WHAT IS REQUIRED:
Write out every one of the rows below without any changes, and leave the pictures out of your answer.

Records from a data collection
⟨

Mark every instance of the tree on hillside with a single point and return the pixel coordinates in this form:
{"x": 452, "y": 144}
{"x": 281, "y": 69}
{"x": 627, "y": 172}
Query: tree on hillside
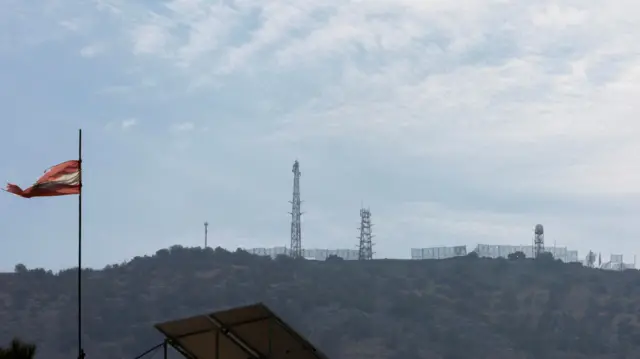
{"x": 18, "y": 349}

⟩

SOLUTION BELOW:
Mark every instance of the tree on hillside with a single point and return the pixel coordinates in this form:
{"x": 452, "y": 144}
{"x": 281, "y": 69}
{"x": 627, "y": 172}
Query: tree on hillside
{"x": 18, "y": 349}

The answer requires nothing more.